(Records in a dataset)

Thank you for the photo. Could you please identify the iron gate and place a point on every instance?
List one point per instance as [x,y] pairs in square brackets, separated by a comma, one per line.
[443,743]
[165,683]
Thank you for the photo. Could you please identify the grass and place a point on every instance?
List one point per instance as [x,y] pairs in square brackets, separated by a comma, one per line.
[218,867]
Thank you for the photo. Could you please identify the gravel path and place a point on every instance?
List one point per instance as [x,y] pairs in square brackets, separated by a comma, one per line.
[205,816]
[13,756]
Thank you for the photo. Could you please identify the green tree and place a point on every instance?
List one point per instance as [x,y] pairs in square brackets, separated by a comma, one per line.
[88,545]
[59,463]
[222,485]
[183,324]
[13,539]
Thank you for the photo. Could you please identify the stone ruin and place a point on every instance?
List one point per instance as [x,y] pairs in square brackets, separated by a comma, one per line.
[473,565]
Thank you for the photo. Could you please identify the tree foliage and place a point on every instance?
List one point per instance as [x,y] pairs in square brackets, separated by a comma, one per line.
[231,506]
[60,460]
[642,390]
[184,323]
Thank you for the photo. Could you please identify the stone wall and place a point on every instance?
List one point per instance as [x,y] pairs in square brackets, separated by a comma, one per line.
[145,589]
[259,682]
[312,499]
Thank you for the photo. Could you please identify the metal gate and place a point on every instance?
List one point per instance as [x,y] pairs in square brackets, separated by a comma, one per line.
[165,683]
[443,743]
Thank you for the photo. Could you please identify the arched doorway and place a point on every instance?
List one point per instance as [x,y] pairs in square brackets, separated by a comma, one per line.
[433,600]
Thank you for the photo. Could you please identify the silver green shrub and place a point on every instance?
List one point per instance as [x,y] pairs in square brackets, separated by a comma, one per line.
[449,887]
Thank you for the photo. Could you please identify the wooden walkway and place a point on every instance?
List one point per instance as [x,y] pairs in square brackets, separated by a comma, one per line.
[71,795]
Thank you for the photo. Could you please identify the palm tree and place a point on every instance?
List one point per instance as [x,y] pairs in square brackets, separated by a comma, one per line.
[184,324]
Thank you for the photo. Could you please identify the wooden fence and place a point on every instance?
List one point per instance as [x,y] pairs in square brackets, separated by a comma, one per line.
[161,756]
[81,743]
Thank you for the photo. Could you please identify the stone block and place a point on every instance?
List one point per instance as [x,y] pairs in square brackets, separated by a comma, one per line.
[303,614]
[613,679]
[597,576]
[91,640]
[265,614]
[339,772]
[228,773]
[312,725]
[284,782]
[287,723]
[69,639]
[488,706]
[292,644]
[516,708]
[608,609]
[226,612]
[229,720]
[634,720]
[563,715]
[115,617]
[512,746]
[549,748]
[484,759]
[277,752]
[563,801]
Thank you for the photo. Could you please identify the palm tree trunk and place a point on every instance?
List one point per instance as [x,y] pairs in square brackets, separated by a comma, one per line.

Work to do: Reproduce every record above verbatim, from the first to the last.

The output:
Thank you for the photo. Could you please identify the iron gate and place a point on every instance?
List one point per instance as [x,y] pairs in square brackets, separated by a comma, one per line.
[443,743]
[165,683]
Thank you for the photo. Could you please identify the grass and place a point on every instance?
List one point per instance as [x,y] pairs in square brackets, separated by a comma, one per line.
[218,867]
Thank you for the photo. Could you please identify the gravel path and place a point on every instance?
List one point per instance as [x,y] pairs in square brackets, separated by a comma, one per line.
[205,816]
[13,756]
Thank you for the photo. Could you please identify the green tree and place a point on every instance?
List one point per instance as [x,y] pairs in square brackets, separated by a comma, one per line.
[88,545]
[59,463]
[222,485]
[183,324]
[13,539]
Thank you for the photo. Could you please identify the stone ruin and place a point on every instance?
List one point per instance as [x,y] pairs in square brackets, separated by a comma, one per line.
[473,565]
Thank you for the photo. Could you please identify the tree foliage and place a point on every instance?
List one point per instance as [x,y] pairs in square brackets, separated by a comma, one per line.
[231,506]
[60,460]
[642,390]
[184,323]
Thank you for the photo. Could you please identify the stone wall and place a point on every instance?
List one point per instance as [x,y] pairs in square brackets, separated by a comma, one per line.
[145,589]
[259,682]
[312,499]
Thank you for the photo. Could you please identify the metal gate and place a point on every instance?
List one point per instance as [x,y] pairs in square brackets, separated by a comma, one per line.
[165,683]
[443,743]
Thank you for the photo. Could you please identify the arched doorway and place a point on every instance?
List one point per instance as [x,y] pairs in square brackets, separated by a comma, one per line.
[433,600]
Thank you for the photo. Could you please identify the silver green shrub and place a point on every instance?
List one point per instance as [x,y] pairs in square brackets, separated by a comma, one per line.
[449,887]
Thank you for the photo. Could you please identify the wooden walkway and place a point on every instance?
List one point per instance as [x,y] pairs in square brackets, separated by a comma, one per line.
[71,795]
Thank you for the photo. Could you please identify the palm tree and place a point on every instance?
List one point per instance as [x,y] pairs in square brackets, separated by a comma, one per line.
[184,324]
Thank you for the photo. Could you please identify the wooden fence and place a point on every instance?
List one point per instance as [x,y] pairs in square brackets, separated by a comma, one per line.
[161,756]
[81,743]
Thank you for the photo. Could you please identify the stone block and place a point on every instance?
List one point per instance as [x,y] pairs in square brackets, separated by a comma, one per line.
[303,614]
[613,679]
[597,576]
[91,640]
[265,614]
[339,772]
[228,773]
[312,725]
[284,782]
[287,723]
[69,639]
[488,706]
[292,644]
[516,708]
[608,609]
[226,612]
[229,720]
[634,720]
[563,715]
[115,617]
[512,746]
[549,748]
[484,759]
[277,752]
[563,801]
Thank you for the photo. Could you please identify the palm tree trunk and place a point on every instance?
List one point per instance as [x,y] pairs in square brackets, separated by a comma, one per line.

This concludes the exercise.